====== Kutipan Teks ======
Kadang kita -sebagai suami- merasa lelah, capek sehingga banyak
mengeluh. Pergi begitu pagi, pulang pun ketika matahari akan tenggelam,
rasa lelah yang kita dapat. Kegiatan mencari nafkah sebenarnya suatu
amalan yang mulia yang patut diniatkan dengan ikhlas sehingga bisa
meraih pahala. Karena keutamaannya amat luar biasa, pahalanya yang
besar, bahkan bisa sebagai tameng dari jilatan neraka.
Sebelum kita memahami keutamaan mencari nafkah, terlebih dahulu kita
melihat bagaimanakah Islam mengajarkan prioritas dalam penyaluran harta
atau penghasilan suami.
Prioritas dalam Pengeluaran Harta
Dari ‘Abdullah bin Mas’ud
radhiyallahu ‘anhu, ia berkata bahwa Rasulullah
shallallahu ‘alaihi wa sallam bersabda,
لاَ حَسَدَ
إِلاَّ فِى اثْنَتَيْنِ رَجُلٌ آتَاهُ اللَّهُ مَالاً فَسُلِّطَ عَلَى
هَلَكَتِهِ فِى الْحَقِّ ، وَرَجُلٌ آتَاهُ اللَّهُ الْحِكْمَةَ ، فَهْوَ
يَقْضِى بِهَا وَيُعَلِّمُهَا
“
Tidak boleh hasad (ghibtoh) kecuali pada dua orang, yaitu orang
yang Allah anugerahkan padanya harta lalu ia infakkan pada jalan
kebaikan dan orang yang Allah beri karunia ilmu (Al Qur’an dan As
Sunnah), ia menunaikan dan mengajarkannya.” (HR. Bukhari no. 73 dan Muslim no. 816)
====== Baris Data ======
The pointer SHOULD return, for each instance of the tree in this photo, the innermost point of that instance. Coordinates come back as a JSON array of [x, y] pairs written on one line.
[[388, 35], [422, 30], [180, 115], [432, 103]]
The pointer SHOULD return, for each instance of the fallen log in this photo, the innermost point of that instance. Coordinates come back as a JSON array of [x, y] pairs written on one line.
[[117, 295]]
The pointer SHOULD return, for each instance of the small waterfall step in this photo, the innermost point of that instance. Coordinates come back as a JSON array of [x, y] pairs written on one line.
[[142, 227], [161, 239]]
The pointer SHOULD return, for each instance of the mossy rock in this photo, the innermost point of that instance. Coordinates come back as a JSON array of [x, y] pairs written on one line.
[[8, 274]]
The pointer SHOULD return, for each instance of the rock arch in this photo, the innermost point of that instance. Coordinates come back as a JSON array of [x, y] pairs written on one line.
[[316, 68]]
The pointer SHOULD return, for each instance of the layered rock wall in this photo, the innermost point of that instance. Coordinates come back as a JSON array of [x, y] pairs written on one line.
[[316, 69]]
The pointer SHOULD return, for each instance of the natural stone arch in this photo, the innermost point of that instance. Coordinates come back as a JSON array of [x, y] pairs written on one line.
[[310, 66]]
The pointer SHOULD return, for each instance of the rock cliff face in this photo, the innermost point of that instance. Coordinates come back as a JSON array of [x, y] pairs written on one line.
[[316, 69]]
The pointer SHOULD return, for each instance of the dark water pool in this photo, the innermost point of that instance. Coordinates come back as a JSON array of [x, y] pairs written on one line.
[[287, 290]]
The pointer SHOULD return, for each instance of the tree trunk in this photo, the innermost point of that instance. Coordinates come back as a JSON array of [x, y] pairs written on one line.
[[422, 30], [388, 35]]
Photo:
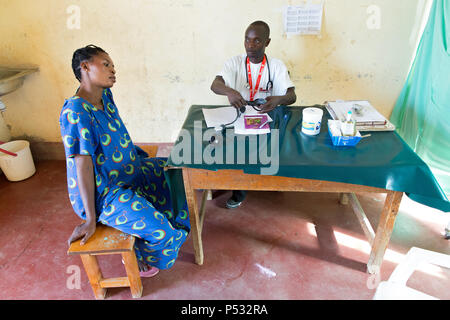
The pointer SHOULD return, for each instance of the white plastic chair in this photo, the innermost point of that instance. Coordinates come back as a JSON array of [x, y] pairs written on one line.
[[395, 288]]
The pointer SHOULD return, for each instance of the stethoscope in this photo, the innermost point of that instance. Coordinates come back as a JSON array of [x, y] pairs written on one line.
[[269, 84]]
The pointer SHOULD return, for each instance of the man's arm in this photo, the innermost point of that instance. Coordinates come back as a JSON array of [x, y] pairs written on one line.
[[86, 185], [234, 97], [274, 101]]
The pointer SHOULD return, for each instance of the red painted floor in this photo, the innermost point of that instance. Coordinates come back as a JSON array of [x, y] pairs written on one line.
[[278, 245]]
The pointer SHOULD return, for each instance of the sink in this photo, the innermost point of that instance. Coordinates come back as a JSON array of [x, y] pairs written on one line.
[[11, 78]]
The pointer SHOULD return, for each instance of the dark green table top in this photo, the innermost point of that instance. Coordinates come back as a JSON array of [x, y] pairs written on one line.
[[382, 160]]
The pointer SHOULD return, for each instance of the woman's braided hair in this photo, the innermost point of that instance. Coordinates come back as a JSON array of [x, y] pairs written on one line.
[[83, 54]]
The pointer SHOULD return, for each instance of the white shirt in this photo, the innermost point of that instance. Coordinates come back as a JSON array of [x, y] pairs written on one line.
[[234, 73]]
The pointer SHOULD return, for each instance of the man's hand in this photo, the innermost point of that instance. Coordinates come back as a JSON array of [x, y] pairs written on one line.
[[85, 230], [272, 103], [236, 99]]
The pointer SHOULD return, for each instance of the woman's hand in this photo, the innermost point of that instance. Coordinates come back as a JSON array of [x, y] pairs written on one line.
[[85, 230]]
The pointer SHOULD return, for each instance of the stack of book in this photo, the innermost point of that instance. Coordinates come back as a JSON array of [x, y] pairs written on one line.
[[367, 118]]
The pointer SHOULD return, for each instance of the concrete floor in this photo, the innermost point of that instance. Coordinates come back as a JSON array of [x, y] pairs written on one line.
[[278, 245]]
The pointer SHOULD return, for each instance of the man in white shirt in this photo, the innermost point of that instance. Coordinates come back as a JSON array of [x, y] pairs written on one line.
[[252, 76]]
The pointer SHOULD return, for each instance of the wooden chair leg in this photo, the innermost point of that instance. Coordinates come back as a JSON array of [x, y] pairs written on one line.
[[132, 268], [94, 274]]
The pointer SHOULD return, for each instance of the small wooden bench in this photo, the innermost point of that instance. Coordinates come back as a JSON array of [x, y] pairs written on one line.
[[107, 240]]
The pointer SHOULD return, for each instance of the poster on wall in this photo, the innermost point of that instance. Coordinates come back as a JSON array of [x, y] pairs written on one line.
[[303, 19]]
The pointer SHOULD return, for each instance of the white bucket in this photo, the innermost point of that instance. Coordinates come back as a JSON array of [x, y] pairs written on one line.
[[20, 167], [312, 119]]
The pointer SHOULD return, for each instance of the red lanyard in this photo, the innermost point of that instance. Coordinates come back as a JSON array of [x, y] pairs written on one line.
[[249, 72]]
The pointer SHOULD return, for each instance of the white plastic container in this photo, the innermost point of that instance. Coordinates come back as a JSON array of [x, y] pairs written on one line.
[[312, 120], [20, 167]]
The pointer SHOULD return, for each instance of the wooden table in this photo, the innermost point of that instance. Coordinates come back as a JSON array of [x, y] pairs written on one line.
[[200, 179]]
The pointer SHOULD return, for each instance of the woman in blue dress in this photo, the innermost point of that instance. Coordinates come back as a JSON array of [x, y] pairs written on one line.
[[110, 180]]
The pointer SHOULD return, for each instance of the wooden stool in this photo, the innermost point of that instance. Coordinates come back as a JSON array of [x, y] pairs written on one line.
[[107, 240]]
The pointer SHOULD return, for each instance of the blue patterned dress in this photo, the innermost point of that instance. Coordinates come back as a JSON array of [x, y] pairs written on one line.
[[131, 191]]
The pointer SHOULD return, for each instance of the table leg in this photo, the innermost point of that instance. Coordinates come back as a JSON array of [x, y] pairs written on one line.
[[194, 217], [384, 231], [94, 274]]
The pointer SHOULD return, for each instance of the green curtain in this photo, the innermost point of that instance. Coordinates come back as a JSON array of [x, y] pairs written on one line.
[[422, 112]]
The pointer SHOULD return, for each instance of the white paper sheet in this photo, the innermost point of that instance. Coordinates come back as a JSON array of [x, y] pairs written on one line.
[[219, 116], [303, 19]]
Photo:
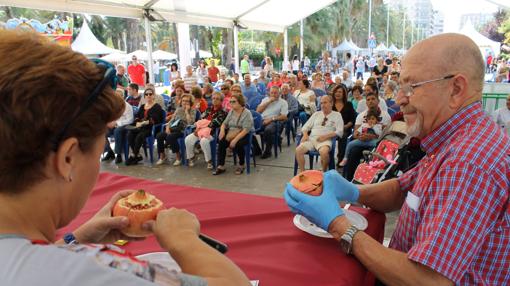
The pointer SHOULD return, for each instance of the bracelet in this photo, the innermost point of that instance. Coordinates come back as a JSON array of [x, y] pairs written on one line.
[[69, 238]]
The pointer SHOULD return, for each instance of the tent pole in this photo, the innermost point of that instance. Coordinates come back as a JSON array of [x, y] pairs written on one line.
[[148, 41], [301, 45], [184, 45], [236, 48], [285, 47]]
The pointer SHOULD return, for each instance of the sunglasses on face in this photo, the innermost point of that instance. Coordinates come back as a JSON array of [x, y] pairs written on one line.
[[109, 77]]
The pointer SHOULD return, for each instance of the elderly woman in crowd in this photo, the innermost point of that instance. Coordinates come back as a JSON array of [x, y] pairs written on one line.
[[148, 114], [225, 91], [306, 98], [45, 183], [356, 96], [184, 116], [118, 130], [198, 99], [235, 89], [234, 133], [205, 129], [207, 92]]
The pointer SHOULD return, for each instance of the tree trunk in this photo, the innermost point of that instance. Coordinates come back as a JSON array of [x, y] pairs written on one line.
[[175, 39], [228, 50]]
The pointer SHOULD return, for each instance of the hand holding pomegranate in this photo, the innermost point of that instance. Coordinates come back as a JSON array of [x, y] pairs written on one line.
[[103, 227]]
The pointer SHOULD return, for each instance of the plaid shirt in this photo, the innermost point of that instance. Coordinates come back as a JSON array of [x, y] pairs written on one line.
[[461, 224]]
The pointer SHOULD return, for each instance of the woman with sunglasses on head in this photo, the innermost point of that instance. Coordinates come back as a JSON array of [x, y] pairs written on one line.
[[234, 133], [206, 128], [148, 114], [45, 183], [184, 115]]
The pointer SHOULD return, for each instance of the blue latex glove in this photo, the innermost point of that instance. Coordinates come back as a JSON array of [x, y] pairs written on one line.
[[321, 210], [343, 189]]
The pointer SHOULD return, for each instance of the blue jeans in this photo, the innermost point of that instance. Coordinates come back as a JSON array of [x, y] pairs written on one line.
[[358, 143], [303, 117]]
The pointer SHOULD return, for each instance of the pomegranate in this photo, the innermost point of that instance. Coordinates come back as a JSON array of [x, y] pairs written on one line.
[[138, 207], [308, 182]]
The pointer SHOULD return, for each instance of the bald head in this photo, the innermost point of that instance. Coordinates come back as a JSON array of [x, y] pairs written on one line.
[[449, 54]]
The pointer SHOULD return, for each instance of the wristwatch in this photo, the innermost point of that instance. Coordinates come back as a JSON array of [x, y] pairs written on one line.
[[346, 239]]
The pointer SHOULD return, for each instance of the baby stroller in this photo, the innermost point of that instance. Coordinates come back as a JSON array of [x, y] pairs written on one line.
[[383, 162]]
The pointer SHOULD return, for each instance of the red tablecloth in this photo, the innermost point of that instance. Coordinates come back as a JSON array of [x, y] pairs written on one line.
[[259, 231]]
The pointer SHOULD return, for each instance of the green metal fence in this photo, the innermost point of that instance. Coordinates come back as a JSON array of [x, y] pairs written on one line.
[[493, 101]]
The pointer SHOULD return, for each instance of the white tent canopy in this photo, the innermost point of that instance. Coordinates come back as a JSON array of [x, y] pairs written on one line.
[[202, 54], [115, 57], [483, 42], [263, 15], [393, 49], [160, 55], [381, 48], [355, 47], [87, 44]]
======
◆ **Tujuan Tugas**:
(a) Menurut teks tentang mencari nafkah, kepada dua orang manakah hasad (ghibtoh) dibolehkan?
(b) Silakan lanjutkan teks tentang mencari nafkah mulai dari kalimat sesudah kutipan hadis terakhir.
Daftar tersebut tidak dipakai sama sekali di sini.

◆ **Jawaban Tiap Tugas**:
(a) Kepada orang yang Allah anugerahi harta lalu ia infakkan di jalan kebaikan, dan orang yang Allah beri karunia ilmu (Al Qur'an dan As Sunnah) lalu ia menunaikan dan mengajarkannya.

(b)
Ketika menjelaskan hadits di atas, Ibnu Battol
rahimahullah menjelaskan:
Sebagian ulama menyebutkan bahwa pengeluaran harta dalam kebaikan dibagi menjadi tiga:
- Pengeluaran untuk kepentingan pribadi, keluarga dan orang yang wajib
dinafkahi dengan bersikap sederhana, tidak bersifat pelit dan boros. …
Nafkah seperti ini lebih afdhol dari sedekah biasa dan bentuk
pengeluaran harata lainnya. Karena Nabi shallallahu ‘alaihi wa sallam bersabda, “Sungguh
tidaklah engkau menginfakkan nafkah (harta) dengan tujuan mengharapkan
(melihat) wajah Allah (pada hari kiamat nanti) kecuali kamu akan
mendapatkan ganjaran pahala (yang besar), sampai pun makanan yang kamu
berikan kepada istrimu” (HR. Bukhari).
- Penunaian zakat dan hak Allah. Ada ulama yang menyatakan bahwa siapa
saja yang menunaikan zakat, maka telah terlepas darinya sifat pelit.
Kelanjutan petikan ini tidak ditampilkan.